**PROVIDED INFORMATION**
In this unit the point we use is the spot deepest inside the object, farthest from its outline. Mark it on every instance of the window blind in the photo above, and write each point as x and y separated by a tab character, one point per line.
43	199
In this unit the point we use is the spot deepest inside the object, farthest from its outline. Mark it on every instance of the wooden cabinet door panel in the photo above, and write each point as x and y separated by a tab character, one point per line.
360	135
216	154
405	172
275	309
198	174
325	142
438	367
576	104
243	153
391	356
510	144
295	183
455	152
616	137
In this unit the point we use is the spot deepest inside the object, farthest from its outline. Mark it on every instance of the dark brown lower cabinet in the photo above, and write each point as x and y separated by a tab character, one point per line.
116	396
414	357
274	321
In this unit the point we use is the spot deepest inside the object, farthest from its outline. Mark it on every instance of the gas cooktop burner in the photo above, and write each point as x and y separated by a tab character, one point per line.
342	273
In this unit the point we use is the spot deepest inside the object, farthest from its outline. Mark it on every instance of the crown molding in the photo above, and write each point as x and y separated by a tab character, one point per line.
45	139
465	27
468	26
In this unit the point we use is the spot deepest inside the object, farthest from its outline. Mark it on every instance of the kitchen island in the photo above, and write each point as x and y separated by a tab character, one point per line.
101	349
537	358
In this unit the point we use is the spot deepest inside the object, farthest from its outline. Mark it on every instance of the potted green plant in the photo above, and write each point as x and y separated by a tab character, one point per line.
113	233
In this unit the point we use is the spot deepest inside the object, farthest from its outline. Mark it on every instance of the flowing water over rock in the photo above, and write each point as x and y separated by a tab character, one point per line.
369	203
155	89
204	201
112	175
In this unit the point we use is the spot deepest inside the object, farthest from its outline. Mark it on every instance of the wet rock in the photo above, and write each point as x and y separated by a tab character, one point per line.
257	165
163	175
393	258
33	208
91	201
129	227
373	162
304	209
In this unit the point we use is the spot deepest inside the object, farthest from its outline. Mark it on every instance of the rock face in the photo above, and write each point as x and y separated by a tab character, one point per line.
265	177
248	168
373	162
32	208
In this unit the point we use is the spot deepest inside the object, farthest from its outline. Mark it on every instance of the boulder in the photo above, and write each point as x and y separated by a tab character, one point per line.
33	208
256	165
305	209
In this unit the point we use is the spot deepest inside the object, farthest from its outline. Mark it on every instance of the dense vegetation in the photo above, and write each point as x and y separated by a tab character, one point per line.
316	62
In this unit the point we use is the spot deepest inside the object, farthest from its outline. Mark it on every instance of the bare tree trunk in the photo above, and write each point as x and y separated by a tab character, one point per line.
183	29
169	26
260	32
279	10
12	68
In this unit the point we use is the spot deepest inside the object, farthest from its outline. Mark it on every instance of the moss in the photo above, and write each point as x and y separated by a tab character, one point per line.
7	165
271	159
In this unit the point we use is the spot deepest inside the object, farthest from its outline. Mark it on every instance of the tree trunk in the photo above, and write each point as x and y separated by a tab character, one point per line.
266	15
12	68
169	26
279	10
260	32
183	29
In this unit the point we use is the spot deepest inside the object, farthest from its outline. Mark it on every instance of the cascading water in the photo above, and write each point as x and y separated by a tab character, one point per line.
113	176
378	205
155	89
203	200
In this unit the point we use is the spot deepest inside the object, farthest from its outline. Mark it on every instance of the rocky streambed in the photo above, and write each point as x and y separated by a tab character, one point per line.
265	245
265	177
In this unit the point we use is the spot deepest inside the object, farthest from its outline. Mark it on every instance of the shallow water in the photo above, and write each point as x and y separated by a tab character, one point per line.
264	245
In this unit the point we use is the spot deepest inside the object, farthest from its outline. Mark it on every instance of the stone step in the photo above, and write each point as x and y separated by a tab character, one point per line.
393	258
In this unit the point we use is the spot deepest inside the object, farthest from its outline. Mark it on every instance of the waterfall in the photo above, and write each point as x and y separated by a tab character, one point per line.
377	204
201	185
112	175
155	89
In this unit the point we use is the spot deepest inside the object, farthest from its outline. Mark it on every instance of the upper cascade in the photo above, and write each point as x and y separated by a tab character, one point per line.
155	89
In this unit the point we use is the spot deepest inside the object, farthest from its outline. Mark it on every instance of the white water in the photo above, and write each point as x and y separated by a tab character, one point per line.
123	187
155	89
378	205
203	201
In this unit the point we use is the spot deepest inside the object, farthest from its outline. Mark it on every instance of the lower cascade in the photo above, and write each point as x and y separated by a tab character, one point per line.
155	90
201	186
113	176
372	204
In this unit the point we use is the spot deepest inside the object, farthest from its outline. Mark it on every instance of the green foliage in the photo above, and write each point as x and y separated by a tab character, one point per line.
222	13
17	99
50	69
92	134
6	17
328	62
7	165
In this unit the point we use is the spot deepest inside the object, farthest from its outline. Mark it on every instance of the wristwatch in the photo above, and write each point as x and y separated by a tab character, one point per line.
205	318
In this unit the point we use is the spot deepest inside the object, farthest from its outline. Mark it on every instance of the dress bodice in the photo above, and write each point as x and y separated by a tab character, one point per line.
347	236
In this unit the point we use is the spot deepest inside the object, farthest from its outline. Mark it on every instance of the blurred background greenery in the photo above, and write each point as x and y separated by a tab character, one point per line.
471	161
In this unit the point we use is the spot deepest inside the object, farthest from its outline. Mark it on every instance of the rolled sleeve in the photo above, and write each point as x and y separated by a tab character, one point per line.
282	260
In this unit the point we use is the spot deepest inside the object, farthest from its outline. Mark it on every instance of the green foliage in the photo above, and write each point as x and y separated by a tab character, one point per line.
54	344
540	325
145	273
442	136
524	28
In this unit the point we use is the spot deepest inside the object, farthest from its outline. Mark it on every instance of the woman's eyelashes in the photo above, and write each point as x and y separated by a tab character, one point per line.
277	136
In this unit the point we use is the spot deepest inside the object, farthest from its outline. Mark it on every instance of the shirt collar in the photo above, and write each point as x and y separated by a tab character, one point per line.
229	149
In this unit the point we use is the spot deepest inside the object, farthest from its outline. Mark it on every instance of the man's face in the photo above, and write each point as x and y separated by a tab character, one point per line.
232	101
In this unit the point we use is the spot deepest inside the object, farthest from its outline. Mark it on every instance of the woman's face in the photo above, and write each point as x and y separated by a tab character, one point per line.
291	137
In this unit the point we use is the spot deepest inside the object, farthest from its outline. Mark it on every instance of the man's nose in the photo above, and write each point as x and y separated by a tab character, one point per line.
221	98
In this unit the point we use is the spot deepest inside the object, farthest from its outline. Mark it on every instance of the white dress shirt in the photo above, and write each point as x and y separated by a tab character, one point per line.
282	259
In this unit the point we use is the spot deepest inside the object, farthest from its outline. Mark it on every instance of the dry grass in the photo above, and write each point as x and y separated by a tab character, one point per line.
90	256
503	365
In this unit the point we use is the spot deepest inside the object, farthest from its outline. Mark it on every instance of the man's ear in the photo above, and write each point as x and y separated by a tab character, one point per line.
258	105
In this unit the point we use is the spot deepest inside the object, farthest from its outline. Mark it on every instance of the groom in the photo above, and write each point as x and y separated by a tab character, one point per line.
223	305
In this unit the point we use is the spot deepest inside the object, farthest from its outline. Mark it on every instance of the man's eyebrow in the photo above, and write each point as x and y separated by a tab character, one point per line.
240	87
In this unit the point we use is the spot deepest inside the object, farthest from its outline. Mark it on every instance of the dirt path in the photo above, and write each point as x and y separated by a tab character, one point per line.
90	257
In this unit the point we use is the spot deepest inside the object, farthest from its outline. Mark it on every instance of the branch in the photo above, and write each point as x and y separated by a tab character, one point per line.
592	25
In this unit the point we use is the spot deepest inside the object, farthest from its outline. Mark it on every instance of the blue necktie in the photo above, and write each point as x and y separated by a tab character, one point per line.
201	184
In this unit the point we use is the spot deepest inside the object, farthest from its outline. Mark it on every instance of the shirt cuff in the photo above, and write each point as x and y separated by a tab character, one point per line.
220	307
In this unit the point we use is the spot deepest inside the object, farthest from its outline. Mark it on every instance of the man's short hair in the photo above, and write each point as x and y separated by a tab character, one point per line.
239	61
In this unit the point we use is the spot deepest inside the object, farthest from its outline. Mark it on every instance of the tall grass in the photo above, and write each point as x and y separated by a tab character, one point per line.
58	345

**BRIEF**
I would like you to restate word for word the lines from the one with "the man's short" through the last line of the material above, and only those.

**ANSWER FOR THIS EXERCISE**
In this unit the point we use is the spot deepest inside the object, farthest from its outline. Mark it on every instance of the man's short hair in the photo above, and write each point as x and y separated by a tab character, one point per line.
239	61
In this unit the point we use is the spot deepest inside the object, farthest from its outline. Mark it on every instance of the tall grass in the photo above, and write each point as x and y separated by a tab character, one point per line.
58	345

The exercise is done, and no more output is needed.